◆ **Exercício 1**: No acórdão sobre mandado de segurança e redirecionamento da execução contra sócio, em que data foi exarada a decisão impugnada?
◆ **Exercício 2**: Prossiga com o acórdão sobre mandado de segurança e redirecionamento da execução contra sócio a partir do ponto em que ele termina.

◆ **Trecho selecionado**:
------------------------------

Data da publicação:
Subseção II Especializada em Dissídios Individuais
Douglas Alencar Rodrigues - TST
07 -Mandado de segurança. Cabimento. Execução provisória. Redirecionamento da execução contra sócio. Não observância do incidente de desconsideração da personalidade jurídica. Arts. 133 a 137 do CPC de 2015. Aplicação ao Processo do Trabalho. Art. 6º da IN nº 39/2016 do TST e art. 855-A da CLT.
Resumo do voto
Mandado de segurança. Cabimento. Execução provisória. Redirecionamento da execução contra sócio. Não observância do incidente de desconsideração da personalidade jurídica. Arts. 133 a 137 do CPC de 2015. Aplicação ao Processo do Trabalho. Art. 6º da IN nº 39/2016 do TST e art. 855-A da CLT. O art. 6º da IN nº 39/2016 do TST e o art. 855-A da CLT (incluído pela Lei nº 13.467/2017) estabelecem a aplicação do incidente de desconsideração da personalidade jurídica (arts. 133 a 137 do CPC de 2015) ao Processo do Trabalho. Assim, se na vigência do CPC de 2015 a execução provisória é redirecionada contra a representante legal da pessoa jurídica sem a observância do referido incidente, cabe mandado de segurança para discutir a extensão dos efeitos da obrigação contida no título executivo aos bens particulares da administradora da empresa. Sob esse fundamento, a SBDI-II, por unanimidade, conheceu do recurso ordinário e, no mérito, deu-lhe provimento para, reformando a decisão que indeferira a petição inicial do mandamus, determinar o retorno dos autos à Corte de origem a fim de que o mandado de segurança seja processado e julgado.
A C Ó R D Ã O
RECURSO ORDINÁRIO EM MANDADO DE SEGURANÇA. DEVIDO PROCESSO LEGAL. NÃO INSTAURAÇÃO DO INCIDENTE DE DESCOSNIDERAÇÃO DA PERSONALIDADE JURÍDICA PARA REDIRECIONAMENTO DA EXECUÇÃO CONTRA TITULAR DO EMPREENDIMENTO. CF, ART. 5º, LIV /C OS ARTS. 133 A 137 DO CPC DE 2015. ART. 6º DA IN 39/2016 DO TST. CABIMENTO DA AÇÃO MANDAMENTAL.
1. Cuida-se de mandado de segurança, com pedido liminar, impetrado em face de ato mediante o qual o Juízo de primeira instância, em decisão exarada ainda em execução provisória (pendente de julgamento agravo de instrumento em recurso extraordinário), desconsiderou a personalidade da pessoa jurídica executada e incluiu a Impetrante no polo passivo da execução, determinando sua citação para pagamento da quantia apurada em liquidação. A decisão impugnada no mandamus foi exarada em 16/6/2017, ou seja, já na vigência do CPC de 2015.

------------------------------

◆ **Dados brutos**:
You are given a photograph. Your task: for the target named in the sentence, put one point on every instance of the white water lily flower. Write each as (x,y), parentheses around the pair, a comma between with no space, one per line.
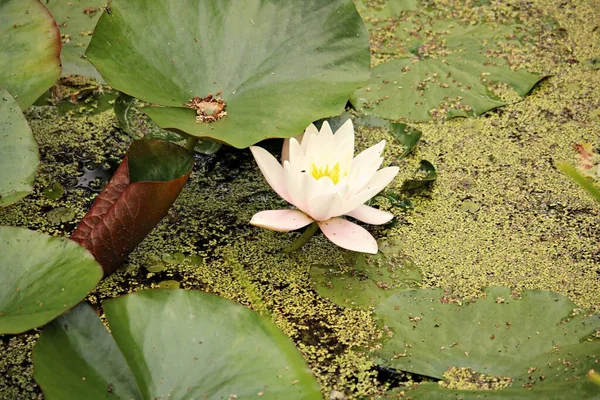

------------------------------

◆ **Resultado da tarefa 1**: Em 16/6/2017, já na vigência do CPC de 2015.

◆ **Resultado da tarefa 2**:
2. Ao apreciar o mandado de segurança, o TRT indeferiu a petição inicial e extinguiu o processo sem resolução do mérito, concluindo pelo não cabimento do mandado de segurança.
3. Na forma do artigo 5º, II, da Lei 12.016/2009, o mandado de segurança não representa a via processual adequada para a impugnação de decisões judiciais passíveis de retificação por meio de recurso, ainda que com efeito diferido (OJ 92 da SBDI-2 do TST).
4. No entanto, direcionada a execução provisória contra a pessoa física titular do empreendimento sem observância das normas dos arts. 133 a 137 do CPC de 2015, que disciplinam o incidente de desconsideração da personalidade da pessoa jurídica, deve ser permitida, na ação mandamental, a discussão acerca da possibilidade de, em execução ainda não definitiva, estender os efeitos da obrigação contida no título executivo aos bens particulares da administradora da pessoa jurídica.
5. A partir da vigência do CPC de 2015, a desconsideração da personalidade da pessoa jurídica deve ser levada a efeito, necessariamente, com a instauração do incidente de que cuidam os arts. 133 a 137 do referido diploma legal, conforme orienta, aliás, o art. 6º da IN 39/2016 do TST. 6. Não sendo possível examinar a pretensão mandamental, porquanto ainda não oficiada a autoridade apontada como coatora nem notificado o Litisconsorte passivo, determina-se o retorno dos autos à Corte de origem a fim de que o mandado de segurança seja processado e julgado. Recurso ordinário conhecido e provido. (TST-RO-406-27.2017.5.10.0000, SBDI-II, rel. Min. Douglas Alencar Rodrigues, 9.11.2018).
Vistos, relatados e discutidos estes autos de Recurso Ordinário n° TST-RO-406-27.2017.5.10.0000, em que é Recorrente MARIA LINDALVA DE SOUZA e são Recorridas JULIANA ALVES e MARIA LINDALVA DE SOUZA - ME e é Autoridade Coatora JUIZ DA 12ª VARA DO TRABALHO DE BRASÍLIA - CARLOS ALBERTO OLIVEIRA SENNA.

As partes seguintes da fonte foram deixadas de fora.